* Brontekst:
----------
ECLI:NL:RBROT:2009:BI1671
Rechtbank Rotterdam
- Eerste aanleg - enkelvoudig
- Rechtspraak.nl
Bevoegdheidsincident en arbitraal beding in civiele procedure tussen Quics B.V. en Estron Forwarding B.V.
In deze civiele procedure, uitgesproken door de Rechtbank Rotterdam op 8 april 2009, staat een bevoegdheidsincident centraal tussen de eiseressen Quics B.V. en Nationale-Nederlanden Schadeverzekering Maatschappij N.V. en de gedaagden Estron Forwarding B.V. en Estron Overseas B.V. De eiseressen, gezamenlijk aangeduid als 'Quics c.s.', vorderen betaling van schadevergoeding na een brand in de loods van Estron, waar goederen van Quics waren opgeslagen. De rechtbank heeft kennisgenomen van de dagvaarding en diverse producties, en de vordering van Quics c.s. is gebaseerd op de aansprakelijkheid van Estron voor de schade die is ontstaan door de brand op 17 februari 2006.
----------
* Studiemateriaal:
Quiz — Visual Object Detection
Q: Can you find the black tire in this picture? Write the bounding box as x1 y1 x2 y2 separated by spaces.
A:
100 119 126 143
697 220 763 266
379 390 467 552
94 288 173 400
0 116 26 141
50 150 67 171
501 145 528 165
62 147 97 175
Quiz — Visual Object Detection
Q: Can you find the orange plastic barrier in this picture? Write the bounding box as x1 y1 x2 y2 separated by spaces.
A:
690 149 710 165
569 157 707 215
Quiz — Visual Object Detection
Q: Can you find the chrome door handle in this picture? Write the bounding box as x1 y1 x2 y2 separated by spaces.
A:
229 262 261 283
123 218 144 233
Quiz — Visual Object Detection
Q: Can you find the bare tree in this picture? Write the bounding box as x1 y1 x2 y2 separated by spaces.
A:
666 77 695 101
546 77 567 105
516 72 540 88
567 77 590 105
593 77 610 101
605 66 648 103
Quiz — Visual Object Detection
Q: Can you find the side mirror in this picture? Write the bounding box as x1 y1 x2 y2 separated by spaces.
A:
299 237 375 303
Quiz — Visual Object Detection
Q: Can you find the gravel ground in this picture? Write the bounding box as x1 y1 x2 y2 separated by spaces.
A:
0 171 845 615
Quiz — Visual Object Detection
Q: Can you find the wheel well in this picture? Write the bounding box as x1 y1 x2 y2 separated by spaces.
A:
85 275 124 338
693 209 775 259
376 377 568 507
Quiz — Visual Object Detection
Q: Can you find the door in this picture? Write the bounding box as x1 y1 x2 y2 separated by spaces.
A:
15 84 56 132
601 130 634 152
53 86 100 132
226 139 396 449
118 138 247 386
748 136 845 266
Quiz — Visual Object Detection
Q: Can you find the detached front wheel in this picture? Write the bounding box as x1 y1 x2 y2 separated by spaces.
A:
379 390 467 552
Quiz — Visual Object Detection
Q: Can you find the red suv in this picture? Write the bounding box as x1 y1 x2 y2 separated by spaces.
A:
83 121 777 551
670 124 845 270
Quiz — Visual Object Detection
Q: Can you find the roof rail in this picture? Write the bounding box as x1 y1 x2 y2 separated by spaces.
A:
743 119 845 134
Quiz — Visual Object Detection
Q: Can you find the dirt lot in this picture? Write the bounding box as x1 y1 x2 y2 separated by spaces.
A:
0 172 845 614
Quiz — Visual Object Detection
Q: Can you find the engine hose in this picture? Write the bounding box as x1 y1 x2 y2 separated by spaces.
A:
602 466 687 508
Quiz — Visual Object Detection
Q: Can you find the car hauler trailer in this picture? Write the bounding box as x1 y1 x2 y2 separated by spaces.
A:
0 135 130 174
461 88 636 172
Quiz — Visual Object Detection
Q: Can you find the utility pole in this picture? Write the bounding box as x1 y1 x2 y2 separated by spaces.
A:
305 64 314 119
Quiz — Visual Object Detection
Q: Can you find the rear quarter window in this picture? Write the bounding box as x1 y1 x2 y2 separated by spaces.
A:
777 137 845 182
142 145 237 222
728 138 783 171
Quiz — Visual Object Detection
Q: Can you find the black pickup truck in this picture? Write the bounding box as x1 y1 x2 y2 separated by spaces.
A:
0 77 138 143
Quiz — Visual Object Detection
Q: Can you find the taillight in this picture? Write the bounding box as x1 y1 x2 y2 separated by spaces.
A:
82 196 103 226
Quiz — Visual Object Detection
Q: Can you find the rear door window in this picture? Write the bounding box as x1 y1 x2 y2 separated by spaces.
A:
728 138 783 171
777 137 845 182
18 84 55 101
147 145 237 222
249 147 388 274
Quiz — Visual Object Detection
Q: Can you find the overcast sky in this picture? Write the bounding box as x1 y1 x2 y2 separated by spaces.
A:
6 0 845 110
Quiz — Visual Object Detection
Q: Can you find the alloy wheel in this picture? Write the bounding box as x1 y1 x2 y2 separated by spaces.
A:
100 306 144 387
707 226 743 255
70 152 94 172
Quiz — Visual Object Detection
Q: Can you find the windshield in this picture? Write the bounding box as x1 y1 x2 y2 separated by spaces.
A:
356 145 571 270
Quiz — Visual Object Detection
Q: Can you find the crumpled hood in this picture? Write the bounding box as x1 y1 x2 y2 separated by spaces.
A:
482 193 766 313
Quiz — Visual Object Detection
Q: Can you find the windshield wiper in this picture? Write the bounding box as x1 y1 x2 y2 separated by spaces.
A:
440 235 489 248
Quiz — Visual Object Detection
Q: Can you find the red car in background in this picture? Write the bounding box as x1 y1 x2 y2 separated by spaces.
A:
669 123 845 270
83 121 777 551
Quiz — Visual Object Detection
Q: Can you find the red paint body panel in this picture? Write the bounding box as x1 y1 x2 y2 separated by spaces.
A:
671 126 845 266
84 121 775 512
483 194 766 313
----------
* Uit te voeren opdrachten:
**a.** Geef uit de brontekst het stuk terug dat begint bij "ECLI:NL:RBROT:2009:BI1671" en doorloopt tot en met "17 februari 2006.".
**b.** Noem alle vennootschappen die in de brontekst als procespartij worden genoemd.
De rijen vormen materiaal dat los van de brontekst staat.

* Uitwerkingen:
**a.**
ECLI:NL:RBROT:2009:BI1671
Rechtbank Rotterdam
- Eerste aanleg - enkelvoudig
- Rechtspraak.nl
Bevoegdheidsincident en arbitraal beding in civiele procedure tussen Quics B.V. en Estron Forwarding B.V.
In deze civiele procedure, uitgesproken door de Rechtbank Rotterdam op 8 april 2009, staat een bevoegdheidsincident centraal tussen de eiseressen Quics B.V. en Nationale-Nederlanden Schadeverzekering Maatschappij N.V. en de gedaagden Estron Forwarding B.V. en Estron Overseas B.V. De eiseressen, gezamenlijk aangeduid als 'Quics c.s.', vorderen betaling van schadevergoeding na een brand in de loods van Estron, waar goederen van Quics waren opgeslagen. De rechtbank heeft kennisgenomen van de dagvaarding en diverse producties, en de vordering van Quics c.s. is gebaseerd op de aansprakelijkheid van Estron voor de schade die is ontstaan door de brand op 17 februari 2006.

**b.**
Quics B.V.
Nationale-Nederlanden Schadeverzekering Maatschappij N.V.
Estron Forwarding B.V.
Estron Overseas B.V.